### [WORK ITEM]
Recast the material from the line with "Read each <instance>" to the line with "negative clicks: (167, 215)", both lines included, as a numbered list with one line per item and any blank lines left out.

DATASET EXTRACT START

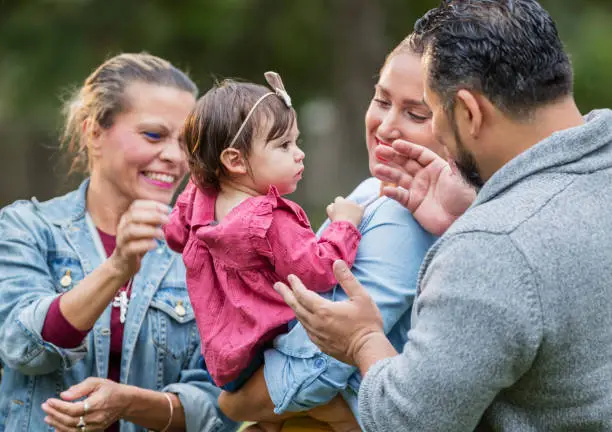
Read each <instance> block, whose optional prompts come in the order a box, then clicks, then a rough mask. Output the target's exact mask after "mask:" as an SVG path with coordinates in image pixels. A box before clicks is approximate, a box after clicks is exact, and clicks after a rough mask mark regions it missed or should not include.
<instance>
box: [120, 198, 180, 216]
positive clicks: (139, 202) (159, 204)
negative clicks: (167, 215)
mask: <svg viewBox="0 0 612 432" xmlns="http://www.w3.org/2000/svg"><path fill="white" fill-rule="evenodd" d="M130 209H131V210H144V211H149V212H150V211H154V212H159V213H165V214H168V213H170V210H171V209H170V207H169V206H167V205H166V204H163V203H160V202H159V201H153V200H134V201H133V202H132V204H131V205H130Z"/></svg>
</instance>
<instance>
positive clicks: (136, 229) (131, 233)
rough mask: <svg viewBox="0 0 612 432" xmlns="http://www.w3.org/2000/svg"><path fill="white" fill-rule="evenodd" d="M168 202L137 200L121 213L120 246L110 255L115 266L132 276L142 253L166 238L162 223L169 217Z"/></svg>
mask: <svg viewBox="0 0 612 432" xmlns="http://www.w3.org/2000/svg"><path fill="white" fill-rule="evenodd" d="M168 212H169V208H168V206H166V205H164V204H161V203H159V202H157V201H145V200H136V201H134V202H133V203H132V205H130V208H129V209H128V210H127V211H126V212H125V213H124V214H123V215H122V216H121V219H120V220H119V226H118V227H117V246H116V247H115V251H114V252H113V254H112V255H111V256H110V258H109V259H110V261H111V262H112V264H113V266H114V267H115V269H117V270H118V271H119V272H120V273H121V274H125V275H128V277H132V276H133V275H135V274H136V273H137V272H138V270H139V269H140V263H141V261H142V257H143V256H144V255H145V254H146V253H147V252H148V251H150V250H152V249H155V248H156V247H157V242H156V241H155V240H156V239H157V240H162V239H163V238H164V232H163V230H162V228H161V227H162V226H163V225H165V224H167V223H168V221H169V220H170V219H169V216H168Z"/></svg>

DATASET EXTRACT END
DATASET EXTRACT START

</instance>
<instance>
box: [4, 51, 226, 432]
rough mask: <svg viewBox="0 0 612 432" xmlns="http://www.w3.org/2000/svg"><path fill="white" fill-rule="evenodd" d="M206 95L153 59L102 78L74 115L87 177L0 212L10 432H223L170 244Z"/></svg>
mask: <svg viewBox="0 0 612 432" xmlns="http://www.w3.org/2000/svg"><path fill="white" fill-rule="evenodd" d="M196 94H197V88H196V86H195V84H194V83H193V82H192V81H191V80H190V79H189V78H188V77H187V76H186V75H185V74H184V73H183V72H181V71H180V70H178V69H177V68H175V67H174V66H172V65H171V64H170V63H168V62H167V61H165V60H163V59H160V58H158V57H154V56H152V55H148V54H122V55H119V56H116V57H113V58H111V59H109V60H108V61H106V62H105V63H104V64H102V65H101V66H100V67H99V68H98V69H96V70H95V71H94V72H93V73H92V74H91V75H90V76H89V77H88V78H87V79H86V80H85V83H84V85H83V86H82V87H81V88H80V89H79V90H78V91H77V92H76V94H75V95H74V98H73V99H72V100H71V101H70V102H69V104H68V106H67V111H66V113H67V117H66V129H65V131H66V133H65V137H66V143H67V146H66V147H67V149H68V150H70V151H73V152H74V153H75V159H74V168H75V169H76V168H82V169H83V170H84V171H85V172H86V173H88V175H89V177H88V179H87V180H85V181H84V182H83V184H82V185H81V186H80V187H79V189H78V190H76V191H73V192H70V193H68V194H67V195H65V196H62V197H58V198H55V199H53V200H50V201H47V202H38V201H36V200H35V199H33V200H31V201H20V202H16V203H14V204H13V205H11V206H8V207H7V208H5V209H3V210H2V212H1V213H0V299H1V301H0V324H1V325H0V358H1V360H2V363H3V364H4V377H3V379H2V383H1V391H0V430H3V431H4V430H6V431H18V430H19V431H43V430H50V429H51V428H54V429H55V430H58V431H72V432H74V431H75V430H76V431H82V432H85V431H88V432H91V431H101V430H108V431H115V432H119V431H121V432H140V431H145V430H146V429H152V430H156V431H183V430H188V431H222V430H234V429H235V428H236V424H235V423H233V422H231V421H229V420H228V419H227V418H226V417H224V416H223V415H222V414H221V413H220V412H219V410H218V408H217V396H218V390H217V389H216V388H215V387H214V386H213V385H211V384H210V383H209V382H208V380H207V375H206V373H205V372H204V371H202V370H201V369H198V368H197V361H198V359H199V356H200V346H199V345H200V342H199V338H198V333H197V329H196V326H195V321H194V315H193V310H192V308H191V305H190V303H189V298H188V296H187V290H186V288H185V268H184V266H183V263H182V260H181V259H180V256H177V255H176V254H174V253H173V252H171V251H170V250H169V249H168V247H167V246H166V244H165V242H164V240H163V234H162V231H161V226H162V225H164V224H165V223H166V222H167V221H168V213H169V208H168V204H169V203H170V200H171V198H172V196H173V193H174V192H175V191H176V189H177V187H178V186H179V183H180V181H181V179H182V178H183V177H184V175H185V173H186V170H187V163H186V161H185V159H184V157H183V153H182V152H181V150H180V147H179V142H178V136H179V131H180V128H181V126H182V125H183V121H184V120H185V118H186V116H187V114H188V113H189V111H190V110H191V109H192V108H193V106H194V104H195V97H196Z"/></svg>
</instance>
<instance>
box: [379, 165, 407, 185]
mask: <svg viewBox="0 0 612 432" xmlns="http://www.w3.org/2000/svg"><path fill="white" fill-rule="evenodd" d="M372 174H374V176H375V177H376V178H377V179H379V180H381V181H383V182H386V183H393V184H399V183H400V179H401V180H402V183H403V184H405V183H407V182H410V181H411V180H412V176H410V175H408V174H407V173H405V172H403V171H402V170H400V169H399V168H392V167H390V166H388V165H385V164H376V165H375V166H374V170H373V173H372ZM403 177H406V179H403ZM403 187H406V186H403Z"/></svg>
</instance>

DATASET EXTRACT END

### [PROBLEM SOLUTION]
1. Read each <instance> block, whose optional prompts come in the order a box, then clicks, then a rough mask. Output the target's exact mask after "mask:" as an SVG path with coordinates in image pixels. A box before clicks is approximate, a box after clicks is exact, and clicks after a rough mask mark regions it missed or should not include.
2. <instance>
3. box: [120, 198, 180, 216]
4. positive clicks: (139, 202) (159, 204)
5. negative clicks: (167, 215)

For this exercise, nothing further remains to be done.